# Instructions to follow
Reproduce the rows from the line that has "of the peace" through the line that has "x=124, y=196", requests included, raising each coordinate in the answer points by 135 while keeping the requests and their sample points unchanged. Leave the pictures out.

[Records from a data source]
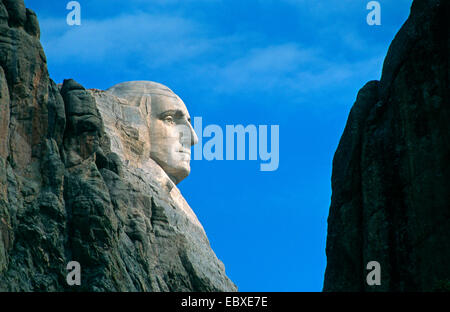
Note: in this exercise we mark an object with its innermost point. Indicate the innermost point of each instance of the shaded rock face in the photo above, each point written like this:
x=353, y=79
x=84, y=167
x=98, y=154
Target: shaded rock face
x=391, y=173
x=66, y=196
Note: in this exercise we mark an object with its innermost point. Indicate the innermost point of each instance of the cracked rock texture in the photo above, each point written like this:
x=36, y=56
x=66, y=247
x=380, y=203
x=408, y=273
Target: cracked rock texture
x=66, y=196
x=391, y=171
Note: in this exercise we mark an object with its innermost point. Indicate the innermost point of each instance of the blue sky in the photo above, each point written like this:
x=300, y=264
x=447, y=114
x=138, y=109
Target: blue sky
x=294, y=63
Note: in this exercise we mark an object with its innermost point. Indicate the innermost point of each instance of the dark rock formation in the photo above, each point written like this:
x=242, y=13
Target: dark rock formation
x=64, y=195
x=391, y=171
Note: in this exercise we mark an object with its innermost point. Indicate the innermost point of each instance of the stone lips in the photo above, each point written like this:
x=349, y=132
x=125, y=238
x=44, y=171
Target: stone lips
x=391, y=174
x=66, y=193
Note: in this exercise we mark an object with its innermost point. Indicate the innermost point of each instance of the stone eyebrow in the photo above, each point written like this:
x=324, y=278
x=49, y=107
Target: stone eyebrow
x=173, y=112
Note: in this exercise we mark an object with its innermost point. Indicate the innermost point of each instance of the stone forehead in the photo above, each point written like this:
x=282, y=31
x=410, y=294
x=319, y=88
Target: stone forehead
x=135, y=90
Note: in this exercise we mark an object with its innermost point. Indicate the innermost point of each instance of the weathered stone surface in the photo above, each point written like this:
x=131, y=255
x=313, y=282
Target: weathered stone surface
x=391, y=174
x=66, y=193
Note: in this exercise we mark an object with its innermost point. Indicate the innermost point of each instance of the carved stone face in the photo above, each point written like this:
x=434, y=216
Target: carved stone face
x=157, y=126
x=171, y=136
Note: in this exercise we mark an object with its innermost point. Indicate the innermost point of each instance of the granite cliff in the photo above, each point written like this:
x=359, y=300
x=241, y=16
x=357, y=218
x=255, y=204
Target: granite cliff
x=391, y=171
x=67, y=195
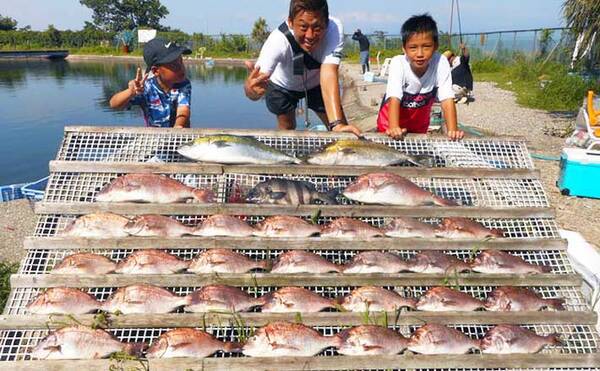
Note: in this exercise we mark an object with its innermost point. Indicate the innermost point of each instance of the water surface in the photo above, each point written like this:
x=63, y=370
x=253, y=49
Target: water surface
x=39, y=98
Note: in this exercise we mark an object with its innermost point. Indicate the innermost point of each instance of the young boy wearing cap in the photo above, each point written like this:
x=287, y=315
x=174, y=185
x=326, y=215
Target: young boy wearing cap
x=301, y=59
x=164, y=93
x=416, y=79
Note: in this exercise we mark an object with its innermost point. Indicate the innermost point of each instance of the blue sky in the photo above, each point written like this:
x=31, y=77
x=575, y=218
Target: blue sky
x=237, y=16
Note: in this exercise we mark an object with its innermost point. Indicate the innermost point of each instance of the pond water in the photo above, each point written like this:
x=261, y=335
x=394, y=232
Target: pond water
x=39, y=98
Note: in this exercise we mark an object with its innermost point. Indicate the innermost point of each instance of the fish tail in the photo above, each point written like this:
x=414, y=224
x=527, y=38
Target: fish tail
x=265, y=264
x=329, y=197
x=232, y=347
x=135, y=349
x=411, y=303
x=422, y=160
x=443, y=202
x=558, y=304
x=497, y=232
x=554, y=339
x=204, y=195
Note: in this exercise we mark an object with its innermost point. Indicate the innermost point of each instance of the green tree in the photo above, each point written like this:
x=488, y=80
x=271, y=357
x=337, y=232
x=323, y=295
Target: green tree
x=260, y=31
x=7, y=24
x=583, y=17
x=119, y=15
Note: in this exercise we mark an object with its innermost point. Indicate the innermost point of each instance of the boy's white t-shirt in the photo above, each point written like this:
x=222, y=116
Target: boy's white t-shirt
x=276, y=57
x=410, y=89
x=416, y=94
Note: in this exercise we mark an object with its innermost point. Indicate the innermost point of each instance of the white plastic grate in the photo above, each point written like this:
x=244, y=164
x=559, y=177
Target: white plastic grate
x=574, y=300
x=83, y=187
x=49, y=225
x=42, y=261
x=129, y=147
x=232, y=188
x=578, y=339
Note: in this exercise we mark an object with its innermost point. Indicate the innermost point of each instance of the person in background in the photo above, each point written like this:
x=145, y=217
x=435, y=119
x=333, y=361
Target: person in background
x=462, y=78
x=163, y=92
x=416, y=79
x=364, y=45
x=301, y=59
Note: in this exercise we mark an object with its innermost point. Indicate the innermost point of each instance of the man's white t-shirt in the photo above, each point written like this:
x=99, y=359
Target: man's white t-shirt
x=276, y=57
x=406, y=86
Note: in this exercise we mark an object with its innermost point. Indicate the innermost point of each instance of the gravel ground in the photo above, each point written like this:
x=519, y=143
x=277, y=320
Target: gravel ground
x=495, y=111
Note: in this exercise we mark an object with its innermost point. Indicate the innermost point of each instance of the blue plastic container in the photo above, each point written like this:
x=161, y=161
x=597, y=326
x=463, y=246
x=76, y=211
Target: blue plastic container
x=579, y=173
x=35, y=190
x=11, y=192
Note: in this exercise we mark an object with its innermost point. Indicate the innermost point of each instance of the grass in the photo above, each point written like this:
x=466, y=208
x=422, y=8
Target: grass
x=536, y=85
x=6, y=269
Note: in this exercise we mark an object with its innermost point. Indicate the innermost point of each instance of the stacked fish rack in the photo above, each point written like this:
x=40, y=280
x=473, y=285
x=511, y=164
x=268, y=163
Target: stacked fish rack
x=492, y=178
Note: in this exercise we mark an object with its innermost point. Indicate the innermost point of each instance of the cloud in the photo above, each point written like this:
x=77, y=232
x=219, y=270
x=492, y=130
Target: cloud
x=367, y=17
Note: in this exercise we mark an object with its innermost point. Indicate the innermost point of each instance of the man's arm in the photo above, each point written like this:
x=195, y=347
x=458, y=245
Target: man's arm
x=330, y=90
x=182, y=120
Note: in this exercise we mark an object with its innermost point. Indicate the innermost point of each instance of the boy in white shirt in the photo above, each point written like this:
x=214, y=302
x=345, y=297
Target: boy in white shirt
x=416, y=79
x=301, y=59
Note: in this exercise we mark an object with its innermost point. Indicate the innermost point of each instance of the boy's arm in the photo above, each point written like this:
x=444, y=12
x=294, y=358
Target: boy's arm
x=184, y=102
x=449, y=110
x=330, y=90
x=394, y=130
x=134, y=87
x=183, y=117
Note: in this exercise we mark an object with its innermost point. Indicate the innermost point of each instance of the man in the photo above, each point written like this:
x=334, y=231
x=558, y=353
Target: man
x=462, y=78
x=363, y=44
x=299, y=60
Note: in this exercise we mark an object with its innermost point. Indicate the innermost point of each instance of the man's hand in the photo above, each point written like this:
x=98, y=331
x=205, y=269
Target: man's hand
x=136, y=86
x=256, y=83
x=455, y=134
x=347, y=129
x=396, y=132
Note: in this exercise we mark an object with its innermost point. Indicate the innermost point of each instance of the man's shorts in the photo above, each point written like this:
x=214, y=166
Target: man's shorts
x=281, y=101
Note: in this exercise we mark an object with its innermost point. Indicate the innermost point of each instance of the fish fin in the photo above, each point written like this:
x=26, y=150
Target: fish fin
x=555, y=339
x=557, y=304
x=135, y=349
x=443, y=202
x=265, y=264
x=181, y=345
x=277, y=195
x=329, y=197
x=232, y=347
x=276, y=345
x=221, y=143
x=204, y=195
x=422, y=160
x=348, y=151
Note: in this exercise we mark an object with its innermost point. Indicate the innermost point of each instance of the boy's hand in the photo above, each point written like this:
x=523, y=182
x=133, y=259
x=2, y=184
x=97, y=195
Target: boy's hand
x=397, y=133
x=136, y=86
x=455, y=134
x=348, y=129
x=256, y=83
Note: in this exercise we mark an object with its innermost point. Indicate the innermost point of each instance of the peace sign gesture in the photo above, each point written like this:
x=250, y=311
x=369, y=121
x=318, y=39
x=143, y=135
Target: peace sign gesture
x=256, y=83
x=136, y=86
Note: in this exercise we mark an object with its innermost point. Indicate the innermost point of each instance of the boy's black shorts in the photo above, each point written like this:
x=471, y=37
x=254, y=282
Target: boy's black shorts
x=280, y=100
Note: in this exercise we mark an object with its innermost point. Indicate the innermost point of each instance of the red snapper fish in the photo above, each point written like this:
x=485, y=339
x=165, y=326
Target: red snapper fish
x=151, y=188
x=391, y=189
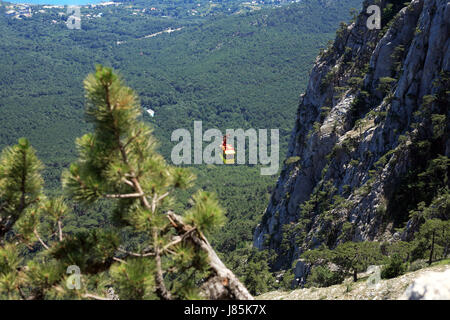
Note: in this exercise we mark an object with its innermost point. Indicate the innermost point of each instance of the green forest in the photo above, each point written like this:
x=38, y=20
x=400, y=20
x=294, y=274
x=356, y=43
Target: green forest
x=236, y=71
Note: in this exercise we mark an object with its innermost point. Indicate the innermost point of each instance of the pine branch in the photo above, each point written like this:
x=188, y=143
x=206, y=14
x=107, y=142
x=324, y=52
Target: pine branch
x=161, y=290
x=224, y=284
x=40, y=240
x=60, y=230
x=124, y=196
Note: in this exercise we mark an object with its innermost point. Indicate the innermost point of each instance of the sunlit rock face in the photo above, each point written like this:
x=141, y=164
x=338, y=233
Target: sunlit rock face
x=355, y=125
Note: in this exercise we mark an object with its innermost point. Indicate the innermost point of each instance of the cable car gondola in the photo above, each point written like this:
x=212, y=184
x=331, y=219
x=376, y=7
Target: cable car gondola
x=228, y=152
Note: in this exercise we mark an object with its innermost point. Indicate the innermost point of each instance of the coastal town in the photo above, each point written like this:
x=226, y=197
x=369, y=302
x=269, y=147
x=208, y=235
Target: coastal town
x=153, y=8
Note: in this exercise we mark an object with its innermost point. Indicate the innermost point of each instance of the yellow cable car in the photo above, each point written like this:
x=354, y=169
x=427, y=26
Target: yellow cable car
x=228, y=152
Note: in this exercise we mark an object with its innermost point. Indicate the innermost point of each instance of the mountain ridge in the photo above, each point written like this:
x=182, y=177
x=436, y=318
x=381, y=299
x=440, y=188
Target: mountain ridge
x=371, y=124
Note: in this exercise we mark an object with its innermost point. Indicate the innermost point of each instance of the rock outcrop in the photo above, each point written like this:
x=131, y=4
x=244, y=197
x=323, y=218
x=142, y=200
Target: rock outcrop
x=431, y=286
x=374, y=113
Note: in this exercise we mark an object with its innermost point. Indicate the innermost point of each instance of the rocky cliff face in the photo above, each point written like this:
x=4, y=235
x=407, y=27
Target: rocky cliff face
x=373, y=118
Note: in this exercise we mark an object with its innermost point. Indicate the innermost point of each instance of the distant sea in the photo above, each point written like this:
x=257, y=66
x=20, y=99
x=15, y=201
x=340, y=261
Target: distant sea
x=58, y=2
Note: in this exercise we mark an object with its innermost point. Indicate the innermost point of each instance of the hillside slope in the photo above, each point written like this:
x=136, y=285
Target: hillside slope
x=390, y=289
x=370, y=144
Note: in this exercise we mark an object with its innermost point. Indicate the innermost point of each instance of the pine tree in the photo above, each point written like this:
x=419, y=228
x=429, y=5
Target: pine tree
x=117, y=163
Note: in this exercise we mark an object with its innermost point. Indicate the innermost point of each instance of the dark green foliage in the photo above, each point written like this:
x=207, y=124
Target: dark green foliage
x=322, y=276
x=432, y=241
x=394, y=268
x=92, y=251
x=230, y=71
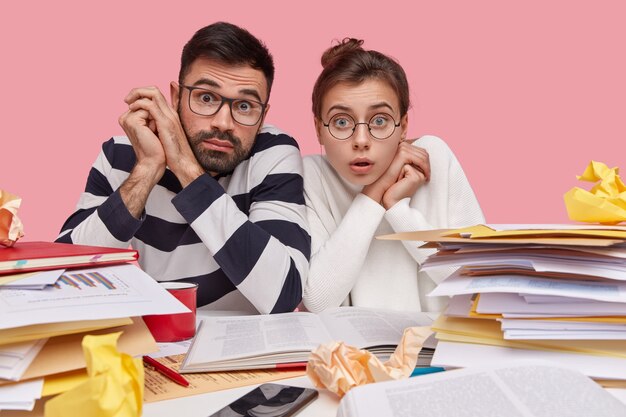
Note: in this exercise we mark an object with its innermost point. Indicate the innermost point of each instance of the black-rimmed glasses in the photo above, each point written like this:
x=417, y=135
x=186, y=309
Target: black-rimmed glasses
x=342, y=126
x=207, y=103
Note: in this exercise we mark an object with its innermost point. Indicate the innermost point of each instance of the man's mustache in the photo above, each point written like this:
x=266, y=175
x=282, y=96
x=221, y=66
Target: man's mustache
x=218, y=134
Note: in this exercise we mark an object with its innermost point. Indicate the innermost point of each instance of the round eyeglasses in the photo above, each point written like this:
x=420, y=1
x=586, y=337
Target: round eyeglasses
x=342, y=126
x=207, y=103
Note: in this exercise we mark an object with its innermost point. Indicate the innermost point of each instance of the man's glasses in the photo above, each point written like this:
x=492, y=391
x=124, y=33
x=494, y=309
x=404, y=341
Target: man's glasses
x=206, y=103
x=380, y=126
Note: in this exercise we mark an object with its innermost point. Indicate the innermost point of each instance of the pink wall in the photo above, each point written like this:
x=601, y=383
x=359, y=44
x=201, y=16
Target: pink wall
x=525, y=94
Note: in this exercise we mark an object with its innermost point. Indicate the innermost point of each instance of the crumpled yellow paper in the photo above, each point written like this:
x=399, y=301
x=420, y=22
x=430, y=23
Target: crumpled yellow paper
x=114, y=387
x=339, y=367
x=11, y=228
x=605, y=203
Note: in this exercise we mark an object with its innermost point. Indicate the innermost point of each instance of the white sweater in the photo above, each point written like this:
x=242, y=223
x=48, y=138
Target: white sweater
x=348, y=266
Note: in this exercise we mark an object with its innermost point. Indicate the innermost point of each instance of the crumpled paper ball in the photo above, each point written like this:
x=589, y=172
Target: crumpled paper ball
x=11, y=228
x=605, y=203
x=339, y=367
x=114, y=387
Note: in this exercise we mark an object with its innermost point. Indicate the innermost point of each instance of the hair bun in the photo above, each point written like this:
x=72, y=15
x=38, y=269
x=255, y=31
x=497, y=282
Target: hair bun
x=345, y=47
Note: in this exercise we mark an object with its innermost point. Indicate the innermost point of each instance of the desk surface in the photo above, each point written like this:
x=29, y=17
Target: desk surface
x=204, y=405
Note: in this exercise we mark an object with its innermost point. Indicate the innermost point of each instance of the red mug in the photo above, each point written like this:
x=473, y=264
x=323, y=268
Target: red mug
x=175, y=327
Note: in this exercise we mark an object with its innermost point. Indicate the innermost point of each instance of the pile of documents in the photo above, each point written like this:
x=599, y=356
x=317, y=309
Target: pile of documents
x=552, y=292
x=45, y=314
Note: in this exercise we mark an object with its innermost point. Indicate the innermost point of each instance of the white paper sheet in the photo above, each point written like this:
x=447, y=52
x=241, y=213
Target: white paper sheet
x=20, y=396
x=34, y=279
x=462, y=355
x=602, y=291
x=502, y=303
x=100, y=293
x=17, y=357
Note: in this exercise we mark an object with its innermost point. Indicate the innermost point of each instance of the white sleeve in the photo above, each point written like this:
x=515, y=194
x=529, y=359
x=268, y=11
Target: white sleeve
x=338, y=255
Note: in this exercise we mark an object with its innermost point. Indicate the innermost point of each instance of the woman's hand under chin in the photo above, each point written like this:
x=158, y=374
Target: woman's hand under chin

# Task result
Note: in this exercise we mark an object with its innermost point. Indicate the innermost point of each instance of the peace sign gesture in the photo above, each point written like this:
x=250, y=311
x=369, y=121
x=318, y=39
x=143, y=135
Target: peace sign gesture
x=391, y=218
x=271, y=221
Note: in this exercise we mark an object with its innermost point. Indicate the innermost point of each instance of the boy's black shorts in the photo above, each point written like this:
x=471, y=37
x=254, y=282
Target: boy's black shorts
x=415, y=235
Note: in this exercise we mark an object with its innermost point. Indicate the innermost point of each instance of the red snapper fish in the photo above, each point written like this:
x=485, y=339
x=165, y=326
Target: red snapper fish
x=286, y=323
x=526, y=324
Note: in this exercise we mark an object with its innermost point. Indicate the innermost point of each instance of the green forest in the photo above, each point written like this:
x=38, y=20
x=400, y=20
x=294, y=274
x=356, y=43
Target: green forest
x=371, y=206
Note: in this exercise we mark an object with its innermost point. Indicate the innermost point of each instance of the pine branch in the photo above, each point written like this:
x=188, y=143
x=206, y=14
x=107, y=142
x=324, y=52
Target: pine branch
x=296, y=425
x=359, y=419
x=175, y=375
x=195, y=365
x=259, y=331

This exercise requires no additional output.